[ФРАГМЕНТ СТРАНИЦЫ]:
^^^^^^^^

В самом деле, давайте спросим себя: каково функциональное назначение человеческих этносов? Кто и зачем создал французов не похожими на японцев или поляков? Мы знаем, зачем древним египтянам были нужны жрецы и фараоны, но кому, чему или зачем были нужны сами египтяне? Может ли ученый рассматривать как истину науки библейское утверждение о «богоизбранности» еврейского народа, предназначенного высшей трансцендентальной силой к исполнению особых «функциональных обязанностей»? Что может или должен делать француз такого, чего не может или не должен делать русский? Можно ли стать профессиональным японцем так же, как мы становимся профессиональными солдатами или учеными?

Размышляя над этими вопросами в самой предварительной форме, мы приходим к выводу, что этногенез не имеет внешней функциональной определенности, так как этносы возникают и существуют спонтанно, «сами по себе».

Функциональное различение наций и народностей невозможно, так как они не имеют специализированных, отличающихся друг от друга функций, более того, не имеют функций вообще (в отличие от абстрактно взятых обществ, имеющих одну всеобщую функцию — обеспечить выживание определенного коллектива людей и исполняющего с этой целью все необходимые, одинаковые для каждого общества функциональные обязанности).

Аналогичным образом функциональный подход даст сбои при попытке отличить друг от друга рыб и птиц, млекопитающих и травоядных, которые с позиций науки, отличных от позиций религиозного креационизма, возникли в спонтанном процессе эволюции не для чего-то и не для кого-то, а просто «потому, что возникли» (без всякой скрытой цели, наподобие той, которая привела незабвенного Портоса на дуэль с Д'Артаньяном, несмотря на утверждения, что он дерется «потому, что дерется».

Наконец, функциональный подход не дает и не способен дать удовлетворительного критерия различения общества и природы, социокультурной системы и систем физического и органического типа. В самом деле, бессмысленны любые попытки сопоставить общество и природу по их «назначению», по цели существования, по внешней функции. Вопрос «зачем возник и существует физический и органический мир?» не имеет и не может иметь научного ответа. Было бы нескромностью, явным проявлением антропоцентризма считать, что природная реальность — существовавшая за миллиарды лет до человека и имеющая все шансы пережить его — возникла специально для того, чтобы обслуживать людские потребности (с таким же успехом можно утверждать, как это делал один из персонажей прекрасного романа братьев Стругацких «Понедельник начинается в субботу», что возникновение человека есть переходный этап к подлинному «венцу творения», каковым, несомненно, является рюмка коньяка с лимоном).

^^^^^^^^

[ЧТО СДЕЛАТЬ]:
A – Согласуются ли с фрагментом страницы выше следующие утверждения? Для каждого ответьте «да» или «нет» и приведите точную цитату, которая это решает.
(i) Этносы возникают и существуют спонтанно.
(ii) У абстрактно взятых обществ нет никаких функций.
(iii) На вопрос о том, зачем возник физический и органический мир, наука может дать ответ.
B – Перечислите все народы, которые упоминаются во фрагменте страницы выше.

^^^^^^^^

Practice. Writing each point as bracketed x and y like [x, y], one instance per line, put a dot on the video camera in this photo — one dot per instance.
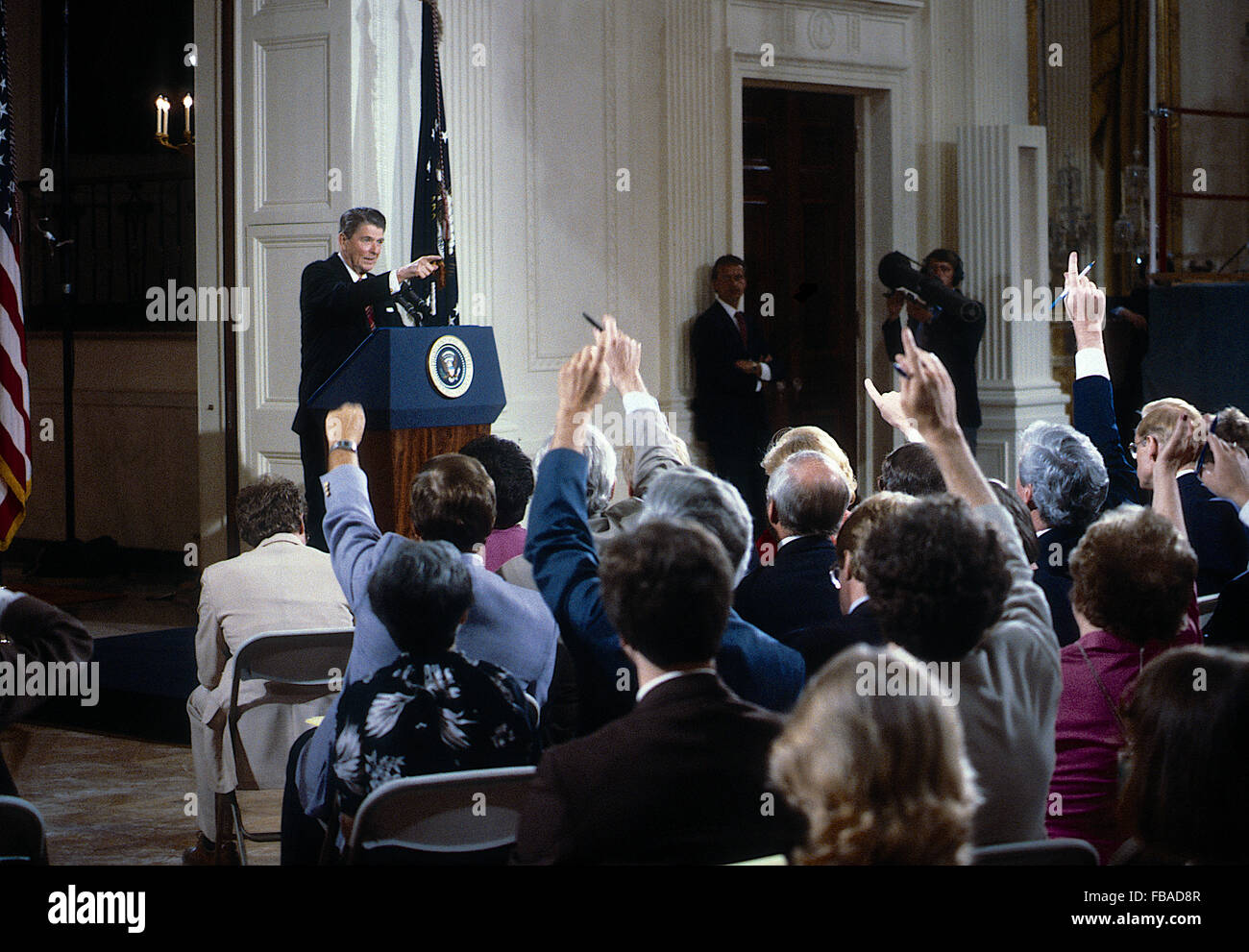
[897, 271]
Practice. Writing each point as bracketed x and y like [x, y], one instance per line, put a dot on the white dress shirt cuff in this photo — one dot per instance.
[638, 400]
[1090, 362]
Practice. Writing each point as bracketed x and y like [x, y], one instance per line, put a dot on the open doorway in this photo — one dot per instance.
[798, 158]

^^^^^^^^

[ОТВЕТЫ]:
A –
(i) Да: «этносы возникают и существуют спонтанно».
(ii) Нет: «имеющих одну всеобщую функцию — обеспечить выживание определенного коллектива людей».
(iii) Нет: «не имеет и не может иметь научного ответа».

B – Французы, японцы, поляки, египтяне, еврейский народ, русские.